-------- RECORDED INFORMATION --------
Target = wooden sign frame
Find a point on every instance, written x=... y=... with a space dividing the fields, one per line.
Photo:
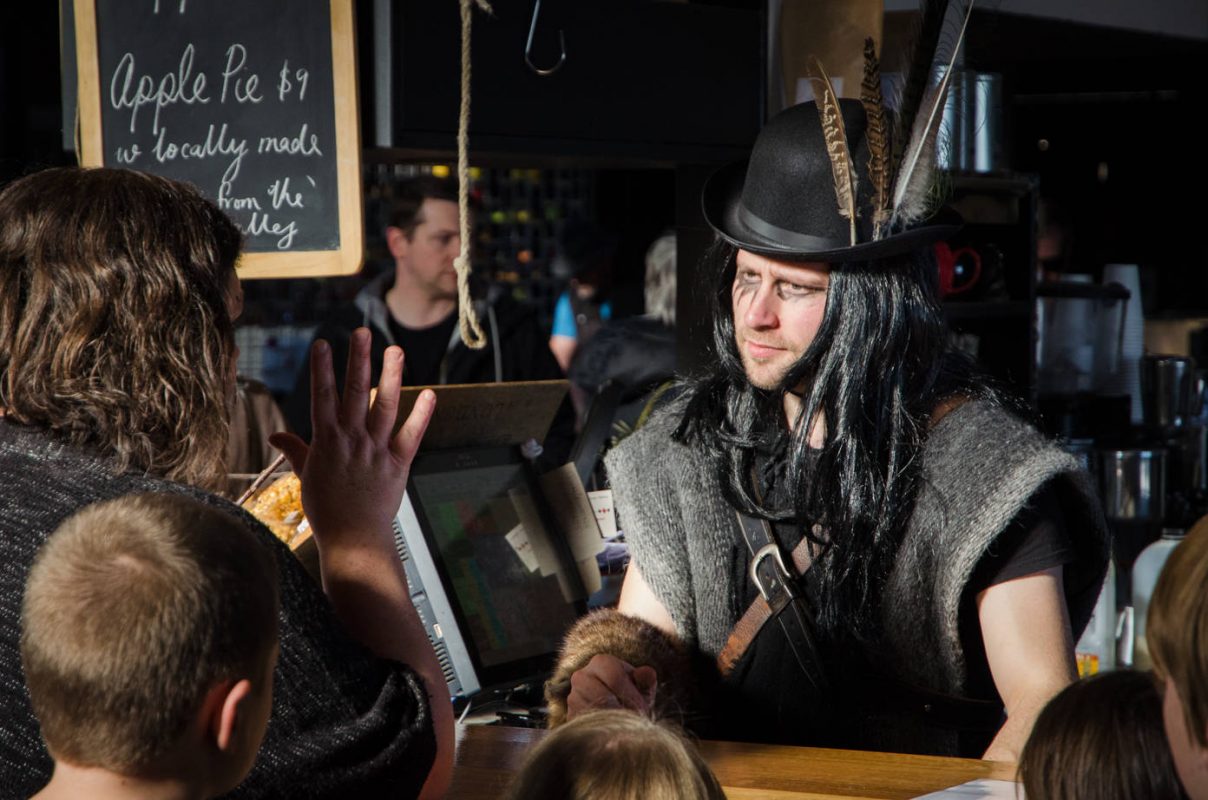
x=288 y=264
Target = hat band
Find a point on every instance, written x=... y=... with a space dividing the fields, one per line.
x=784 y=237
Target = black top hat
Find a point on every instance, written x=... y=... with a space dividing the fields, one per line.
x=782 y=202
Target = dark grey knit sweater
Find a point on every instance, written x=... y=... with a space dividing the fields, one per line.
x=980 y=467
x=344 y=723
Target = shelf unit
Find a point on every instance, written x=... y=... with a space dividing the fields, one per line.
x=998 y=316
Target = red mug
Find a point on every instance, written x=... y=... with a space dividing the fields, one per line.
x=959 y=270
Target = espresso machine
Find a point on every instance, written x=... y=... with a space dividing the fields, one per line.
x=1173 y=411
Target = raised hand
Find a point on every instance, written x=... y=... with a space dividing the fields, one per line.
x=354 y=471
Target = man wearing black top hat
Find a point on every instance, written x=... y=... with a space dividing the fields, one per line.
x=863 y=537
--------
-------- RECORDED INFORMATION --------
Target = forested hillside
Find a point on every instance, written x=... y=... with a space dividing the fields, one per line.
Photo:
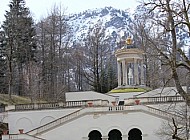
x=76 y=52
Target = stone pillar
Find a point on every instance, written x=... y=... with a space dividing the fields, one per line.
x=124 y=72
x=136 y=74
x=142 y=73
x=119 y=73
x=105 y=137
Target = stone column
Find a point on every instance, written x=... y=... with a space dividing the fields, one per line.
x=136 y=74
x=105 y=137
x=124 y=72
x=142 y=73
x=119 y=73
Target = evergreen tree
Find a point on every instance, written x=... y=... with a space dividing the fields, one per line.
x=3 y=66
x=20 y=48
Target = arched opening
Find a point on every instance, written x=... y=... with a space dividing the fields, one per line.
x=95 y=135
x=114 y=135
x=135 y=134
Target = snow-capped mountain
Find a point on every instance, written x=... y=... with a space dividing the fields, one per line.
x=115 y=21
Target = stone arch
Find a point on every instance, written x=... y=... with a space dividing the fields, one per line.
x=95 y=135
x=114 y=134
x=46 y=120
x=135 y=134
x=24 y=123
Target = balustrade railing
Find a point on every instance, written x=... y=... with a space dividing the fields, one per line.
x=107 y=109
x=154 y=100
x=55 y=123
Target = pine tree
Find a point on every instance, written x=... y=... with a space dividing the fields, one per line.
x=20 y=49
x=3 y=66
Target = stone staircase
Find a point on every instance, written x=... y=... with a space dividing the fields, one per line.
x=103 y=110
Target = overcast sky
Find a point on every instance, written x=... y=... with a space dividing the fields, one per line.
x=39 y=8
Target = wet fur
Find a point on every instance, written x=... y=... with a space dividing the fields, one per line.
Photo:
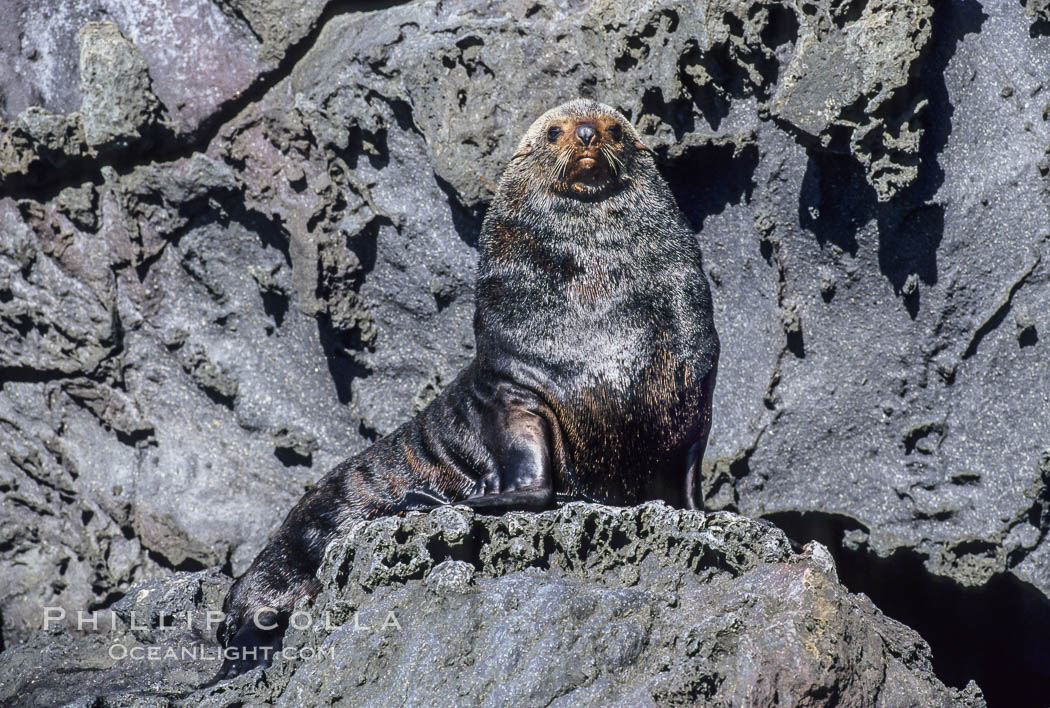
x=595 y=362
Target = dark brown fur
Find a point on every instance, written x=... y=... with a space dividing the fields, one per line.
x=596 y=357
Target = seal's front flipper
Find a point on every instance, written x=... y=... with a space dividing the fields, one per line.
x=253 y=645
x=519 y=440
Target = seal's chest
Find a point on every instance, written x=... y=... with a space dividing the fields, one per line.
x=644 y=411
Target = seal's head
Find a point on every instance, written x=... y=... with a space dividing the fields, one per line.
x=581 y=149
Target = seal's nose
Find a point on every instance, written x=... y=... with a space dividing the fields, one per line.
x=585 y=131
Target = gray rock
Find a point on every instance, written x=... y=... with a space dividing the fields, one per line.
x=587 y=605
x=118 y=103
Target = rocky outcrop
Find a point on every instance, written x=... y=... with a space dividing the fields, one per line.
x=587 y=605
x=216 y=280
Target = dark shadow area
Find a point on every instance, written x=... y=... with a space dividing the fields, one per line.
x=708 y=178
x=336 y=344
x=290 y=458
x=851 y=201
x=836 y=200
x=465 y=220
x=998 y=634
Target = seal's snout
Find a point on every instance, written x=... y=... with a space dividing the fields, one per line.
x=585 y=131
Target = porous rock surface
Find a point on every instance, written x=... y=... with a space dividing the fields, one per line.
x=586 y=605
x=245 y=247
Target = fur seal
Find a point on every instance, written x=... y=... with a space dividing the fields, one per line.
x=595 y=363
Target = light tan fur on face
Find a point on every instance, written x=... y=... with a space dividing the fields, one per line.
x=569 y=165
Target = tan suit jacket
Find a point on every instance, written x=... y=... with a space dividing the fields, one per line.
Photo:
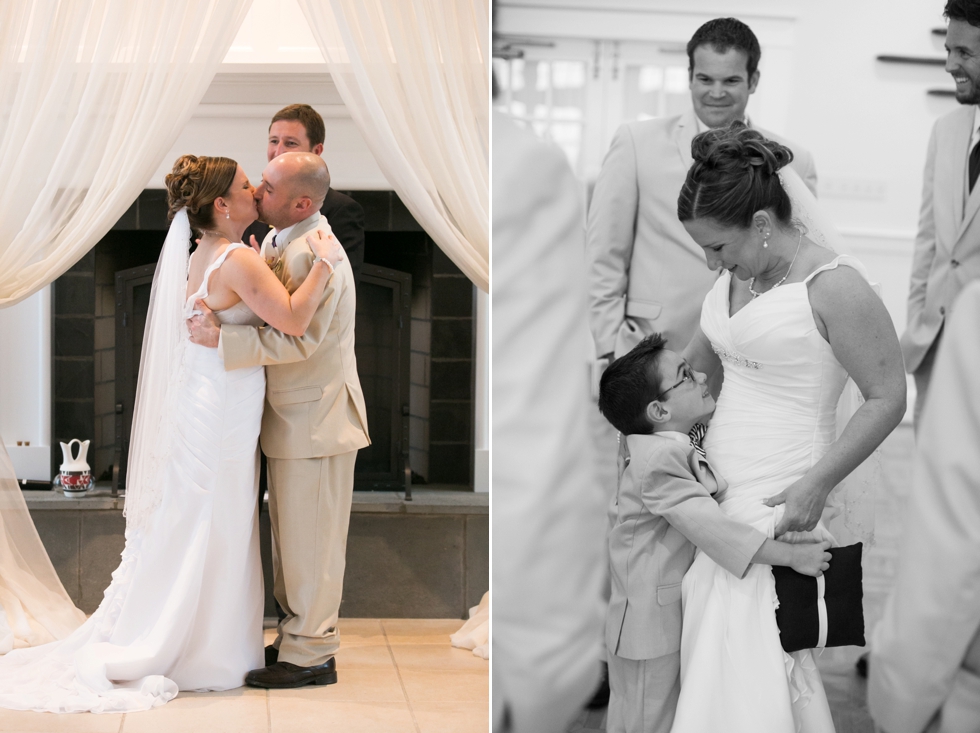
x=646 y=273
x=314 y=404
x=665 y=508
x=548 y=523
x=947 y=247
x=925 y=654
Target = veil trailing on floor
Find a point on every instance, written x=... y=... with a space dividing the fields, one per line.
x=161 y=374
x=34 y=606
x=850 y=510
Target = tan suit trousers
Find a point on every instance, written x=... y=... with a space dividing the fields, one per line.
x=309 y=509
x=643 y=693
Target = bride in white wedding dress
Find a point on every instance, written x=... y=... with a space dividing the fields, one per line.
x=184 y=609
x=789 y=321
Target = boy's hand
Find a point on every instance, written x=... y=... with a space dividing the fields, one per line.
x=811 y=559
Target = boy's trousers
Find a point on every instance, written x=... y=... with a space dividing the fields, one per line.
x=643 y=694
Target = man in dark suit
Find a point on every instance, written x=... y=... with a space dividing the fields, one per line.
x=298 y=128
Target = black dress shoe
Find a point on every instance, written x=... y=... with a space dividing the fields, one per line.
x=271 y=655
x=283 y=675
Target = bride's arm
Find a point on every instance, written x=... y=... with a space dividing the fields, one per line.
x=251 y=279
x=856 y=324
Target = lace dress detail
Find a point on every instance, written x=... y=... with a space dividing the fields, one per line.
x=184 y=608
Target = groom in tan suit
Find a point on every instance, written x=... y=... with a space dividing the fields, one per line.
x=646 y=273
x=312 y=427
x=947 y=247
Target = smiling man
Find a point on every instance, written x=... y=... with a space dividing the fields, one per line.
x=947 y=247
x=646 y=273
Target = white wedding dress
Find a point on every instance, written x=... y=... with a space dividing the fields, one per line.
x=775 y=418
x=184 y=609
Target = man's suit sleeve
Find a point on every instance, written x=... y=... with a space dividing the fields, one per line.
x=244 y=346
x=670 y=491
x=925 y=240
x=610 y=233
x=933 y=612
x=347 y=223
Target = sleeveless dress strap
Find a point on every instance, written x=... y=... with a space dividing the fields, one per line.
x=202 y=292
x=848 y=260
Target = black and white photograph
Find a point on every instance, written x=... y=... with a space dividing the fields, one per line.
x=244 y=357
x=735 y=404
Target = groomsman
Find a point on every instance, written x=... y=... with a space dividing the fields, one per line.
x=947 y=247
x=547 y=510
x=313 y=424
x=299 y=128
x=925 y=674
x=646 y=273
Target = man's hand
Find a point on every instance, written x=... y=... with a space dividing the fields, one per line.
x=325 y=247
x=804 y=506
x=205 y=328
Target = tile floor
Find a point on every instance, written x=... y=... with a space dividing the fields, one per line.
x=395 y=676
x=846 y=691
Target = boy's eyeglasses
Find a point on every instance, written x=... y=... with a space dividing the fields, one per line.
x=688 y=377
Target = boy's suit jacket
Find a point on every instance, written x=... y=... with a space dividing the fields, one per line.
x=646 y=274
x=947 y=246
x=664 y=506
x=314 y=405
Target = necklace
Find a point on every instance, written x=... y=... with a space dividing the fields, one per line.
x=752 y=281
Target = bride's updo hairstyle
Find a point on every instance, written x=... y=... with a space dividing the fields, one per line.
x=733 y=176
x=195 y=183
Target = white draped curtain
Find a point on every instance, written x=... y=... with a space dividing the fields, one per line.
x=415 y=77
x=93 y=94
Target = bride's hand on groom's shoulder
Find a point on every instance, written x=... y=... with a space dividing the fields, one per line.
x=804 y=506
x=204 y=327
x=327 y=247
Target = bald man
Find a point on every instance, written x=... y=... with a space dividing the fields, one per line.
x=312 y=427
--------
-------- RECORDED INFORMATION --------
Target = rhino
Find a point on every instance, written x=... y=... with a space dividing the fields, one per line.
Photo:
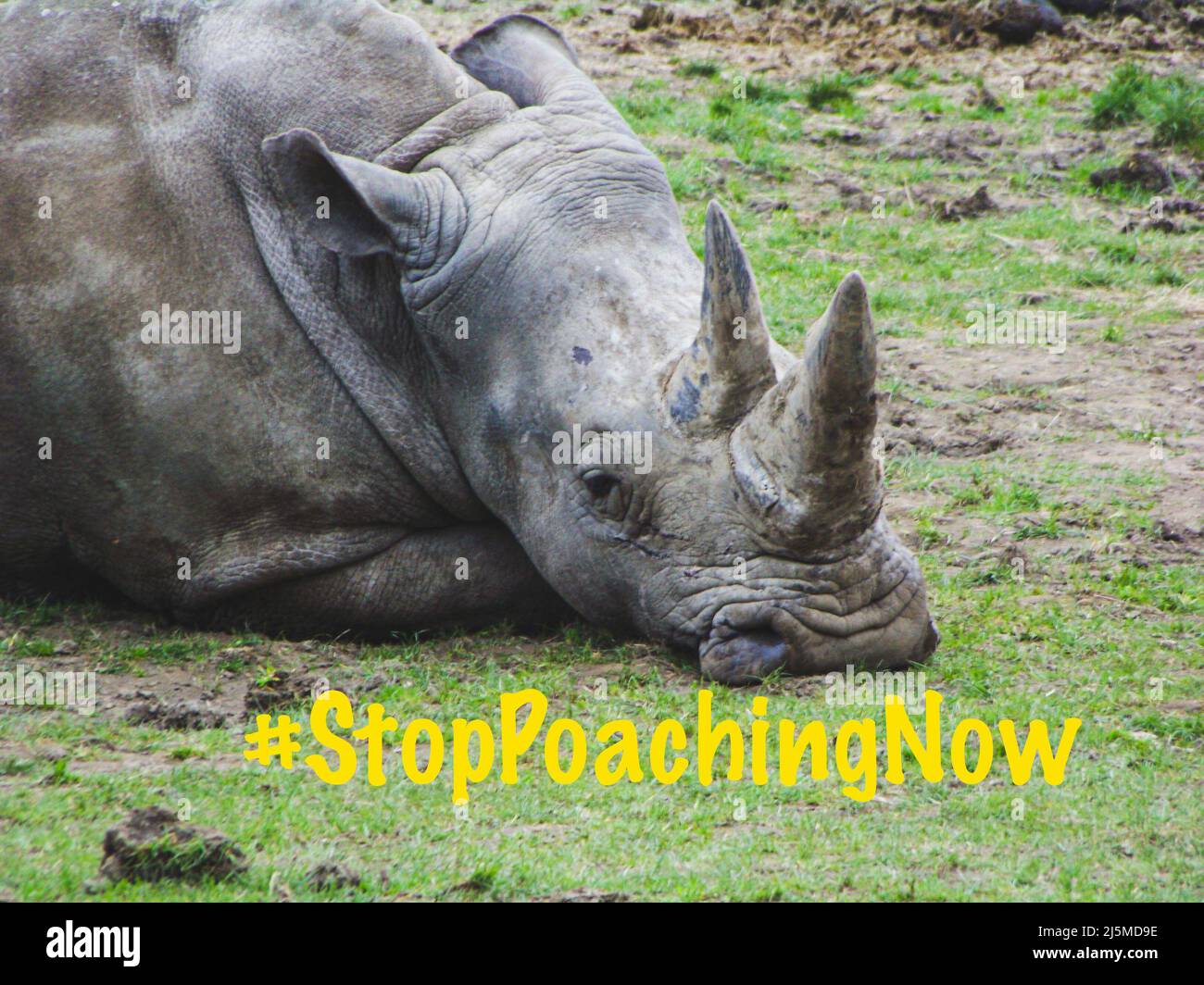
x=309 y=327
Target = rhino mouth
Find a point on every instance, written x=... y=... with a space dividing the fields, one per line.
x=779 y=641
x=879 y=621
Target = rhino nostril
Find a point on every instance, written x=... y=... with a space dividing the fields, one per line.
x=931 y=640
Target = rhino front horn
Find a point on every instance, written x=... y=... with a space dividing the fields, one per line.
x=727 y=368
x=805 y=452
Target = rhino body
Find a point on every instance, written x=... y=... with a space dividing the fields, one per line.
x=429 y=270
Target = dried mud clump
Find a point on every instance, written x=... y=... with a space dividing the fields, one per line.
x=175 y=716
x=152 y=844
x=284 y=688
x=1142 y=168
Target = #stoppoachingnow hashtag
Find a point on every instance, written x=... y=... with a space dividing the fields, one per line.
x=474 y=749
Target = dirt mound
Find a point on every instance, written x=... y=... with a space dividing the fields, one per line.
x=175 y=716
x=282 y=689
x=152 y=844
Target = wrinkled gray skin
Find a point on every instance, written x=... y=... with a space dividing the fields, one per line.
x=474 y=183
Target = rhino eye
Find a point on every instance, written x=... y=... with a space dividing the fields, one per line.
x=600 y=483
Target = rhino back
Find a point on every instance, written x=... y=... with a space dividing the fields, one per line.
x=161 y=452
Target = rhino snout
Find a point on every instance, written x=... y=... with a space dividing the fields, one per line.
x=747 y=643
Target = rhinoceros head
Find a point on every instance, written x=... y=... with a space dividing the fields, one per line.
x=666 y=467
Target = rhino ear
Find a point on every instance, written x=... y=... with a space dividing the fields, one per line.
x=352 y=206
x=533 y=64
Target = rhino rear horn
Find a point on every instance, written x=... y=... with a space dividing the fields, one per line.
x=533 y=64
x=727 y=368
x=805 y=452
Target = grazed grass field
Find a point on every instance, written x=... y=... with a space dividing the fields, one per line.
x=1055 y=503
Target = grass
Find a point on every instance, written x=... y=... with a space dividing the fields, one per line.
--------
• **WHAT YOU NEED TO DO**: Repeat the lines from the one with "Target = wooden sign frame" through the one with "x=863 y=537", both included, and leave out the pictures.

• **FULL ANSWER**:
Target = wooden sign frame
Find a point on every instance, written x=... y=... with a space dividing the fields, one per line.
Photo:
x=288 y=264
Target = hat band
Find a point on every instance, written x=... y=... with a space dividing the fields, one per line.
x=784 y=237
Target = black top hat
Find a point on every instance, written x=... y=... with a space dividing the fields, one per line.
x=782 y=202
Target = dark grey knit sweater
Find a point on every instance, written x=... y=... with a space dividing the fields, one per line.
x=980 y=467
x=344 y=723
Target = shelf unit
Find a point on every instance, written x=... y=... with a space dividing the fields, one per line.
x=998 y=316
Target = red mug
Find a point on every instance, written x=... y=... with a space dividing the fields, one per line.
x=959 y=270
Target = espresso machine
Find a point on every instance, written x=... y=... with a space dividing the fields, one per line.
x=1173 y=411
Target = raised hand
Find a point on every instance, written x=... y=... with a space dividing the fields, one per line.
x=354 y=471
Target = man wearing black top hat
Find a point on every instance, written x=... y=... with a space dividing the fields, one per line.
x=863 y=537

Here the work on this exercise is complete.